▶ Records shown
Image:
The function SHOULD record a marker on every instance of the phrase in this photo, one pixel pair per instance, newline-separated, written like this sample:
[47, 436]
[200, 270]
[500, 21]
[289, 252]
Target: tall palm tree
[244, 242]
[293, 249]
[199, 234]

▶ What you need to do
Everything in the records should be written out again exactly.

▶ Output of the task
Image:
The function SHOULD record a marker on every instance of the phrase in this photo, one pixel pair per instance, newline-separated, written like this sample:
[47, 436]
[200, 270]
[500, 21]
[289, 252]
Target: tall palm tree
[244, 242]
[293, 249]
[199, 234]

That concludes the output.